EXERCISE OBJECTIVE: Locate every line of the items that contains the string "target", and copy each of those lines. Case counts.

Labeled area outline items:
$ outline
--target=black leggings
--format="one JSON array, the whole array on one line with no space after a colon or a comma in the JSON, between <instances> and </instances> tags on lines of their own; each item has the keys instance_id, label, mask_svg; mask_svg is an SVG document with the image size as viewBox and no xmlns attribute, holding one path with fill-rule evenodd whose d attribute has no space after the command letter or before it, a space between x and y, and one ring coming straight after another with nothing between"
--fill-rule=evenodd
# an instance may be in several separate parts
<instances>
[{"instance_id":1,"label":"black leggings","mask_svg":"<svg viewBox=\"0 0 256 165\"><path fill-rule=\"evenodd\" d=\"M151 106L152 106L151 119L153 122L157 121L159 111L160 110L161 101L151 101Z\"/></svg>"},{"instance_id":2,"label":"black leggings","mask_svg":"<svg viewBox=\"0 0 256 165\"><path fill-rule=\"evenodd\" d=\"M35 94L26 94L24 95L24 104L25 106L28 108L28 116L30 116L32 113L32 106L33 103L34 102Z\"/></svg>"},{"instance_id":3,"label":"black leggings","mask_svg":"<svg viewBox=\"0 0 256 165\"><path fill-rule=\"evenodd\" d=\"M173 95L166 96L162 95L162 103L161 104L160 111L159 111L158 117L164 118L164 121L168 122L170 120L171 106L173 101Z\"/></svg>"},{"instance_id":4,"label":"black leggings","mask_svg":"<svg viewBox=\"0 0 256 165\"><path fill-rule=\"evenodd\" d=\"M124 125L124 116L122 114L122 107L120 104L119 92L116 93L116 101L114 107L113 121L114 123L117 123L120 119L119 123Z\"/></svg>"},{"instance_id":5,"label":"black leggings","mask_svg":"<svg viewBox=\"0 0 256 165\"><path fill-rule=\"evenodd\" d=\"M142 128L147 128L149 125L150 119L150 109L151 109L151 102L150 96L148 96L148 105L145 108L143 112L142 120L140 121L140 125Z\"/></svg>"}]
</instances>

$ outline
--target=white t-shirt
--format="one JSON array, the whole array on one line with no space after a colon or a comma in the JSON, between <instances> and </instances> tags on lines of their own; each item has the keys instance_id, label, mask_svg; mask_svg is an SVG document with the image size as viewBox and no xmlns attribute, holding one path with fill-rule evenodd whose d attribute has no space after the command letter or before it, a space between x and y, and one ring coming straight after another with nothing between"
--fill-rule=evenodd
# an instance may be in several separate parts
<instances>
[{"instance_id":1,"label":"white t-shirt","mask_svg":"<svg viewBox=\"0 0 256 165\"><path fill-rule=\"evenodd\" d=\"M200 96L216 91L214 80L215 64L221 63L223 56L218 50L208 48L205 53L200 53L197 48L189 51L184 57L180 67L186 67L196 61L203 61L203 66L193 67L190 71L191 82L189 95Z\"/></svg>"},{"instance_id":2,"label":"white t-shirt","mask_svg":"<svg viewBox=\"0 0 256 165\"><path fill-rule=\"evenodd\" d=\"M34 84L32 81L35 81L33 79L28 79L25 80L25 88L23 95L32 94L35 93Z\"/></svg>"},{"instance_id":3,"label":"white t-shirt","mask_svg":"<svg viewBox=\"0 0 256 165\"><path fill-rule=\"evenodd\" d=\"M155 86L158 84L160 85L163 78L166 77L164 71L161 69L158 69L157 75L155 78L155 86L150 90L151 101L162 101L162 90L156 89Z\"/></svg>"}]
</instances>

TASK OUTPUT:
--target=black leggings
--target=white t-shirt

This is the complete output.